> [问题描述]: 修改关于SparkStreaming外部配置的原文：从“本地或HDFS传入，直接使用”到“可用，只能读取hdfs文件。”重新写出，并将其中的“粗粒度”替换为“细粒度”。

> [原文摘录]:
**********
SparkStreaming程序传入外部配置的方法

样柏

已于 2022-06-10 18:11:33 修改

阅读量445

点赞数 2

文章标签： spark hdfs scala

于 2022-06-10 17:56:24 首次发布

本文链接：https://blog.csdn.net/weixin_45101742/article/details/125226085

版权

spark-submit 脚本中有个 --files 属性，发现每次调用配置类要写一长串的ConfigUtils.getProperty(new FileInputStream(SparkFiles.get(filename)),key),就找到了以下2种不需要–files指定的方法(方法二与–files过程大致相同)
–files的使用 :
获取文件数据流：
executor：inputStream = new FileInputStream(fileName)或者和driver相同
driver: inputStream = new FileInputStream(SparkFiles.get(fileName))

方法一：

本地或HDFS传入，直接使用。我们知道spark先启动Driver再将任务数据打包分发到Executor执行，spark是粗粒度的，任务下发只会执行一次，这里就引伸出一个关键问题：driver在下发的时候会下发已有数据的内存中的对象，还是未加载的配置对象的文件模板(–files采用这种方法，)，如果是后者也就意味这方法本地文件并不可用，只能读取hdfs文件。

//properties对象
object prop{

  private val properties = new Properties()
  private var source: BufferedSource = _

  //读本地文件
    def getProperty(key: String): String = {
      if(properties.isEmpty){
       println("setkey*********************")
        try {
          source = Source.fromFile("lib/SparkApp.properties")
        } catch {
          case ex: FileNotFoundException => {
            source = Source.fromFile("SparkApp.properties")
          }
        }
        properties.load(source.bufferedReader())
      }
       println("getkey*********************")
      properties.getProperty(key)
    }

//读hdfs
def getProperty(key: String): String = {
      if(properties.isEmpty){
         println("setkey*************************")
        try {
          val hdfsPath1: String = "/user/hadoop/user/SparkApp.properties"
          val conf = new Configuration()
          conf.set("fs.hdfs.impl.disable.cache", "true")
          val fs: FileSystem = FileSystem.get(URI.create(hdfsPath1), conf)
          val stream: FSDataInputStream = fs.open(new Path(hdfsPath1))
          properties.load(stream)
        } catch {
          case ex: FileNotFoundException => {
            source = Source.fromFile("SparkApp.properties")
          }
        }
      }

     println("getkey*********************")
      properties.getProperty(key)
    }

object Sub03 {
  def main(args: Array[String]): Unit = {
    val conf: SparkConf = new SparkConf().setAppName("Testproperties")
    val ssc = new StreamingContext(conf, Durations.seconds(3))
    ssc.sparkContext.setLogLevel("WARN")
    println("driver初始化properties对象----"+ ConfigUtils.getProperty("kafka.group.id"))
    val socketDS1: ReceiverInputDStream[String] = ssc.socketTextStream("localhost", 6666)
**********
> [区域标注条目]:
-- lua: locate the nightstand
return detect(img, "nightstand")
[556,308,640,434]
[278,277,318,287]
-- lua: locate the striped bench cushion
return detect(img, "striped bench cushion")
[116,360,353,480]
**********
> [任务解答]:
本地或HDFS传入，直接使用。我们知道spark先启动Driver再将任务数据打包分发到Executor执行，spark是细粒度的，任务下发只会执行一次，这里就引伸出一个关键问题：driver在下发的时候会下发已有数据的内存中的对象，还是未加载的配置对象的文件模板(–files采用这种方法，)，如果是后者也就意味这方法本地文件并不可用，只能读取hdfs文件。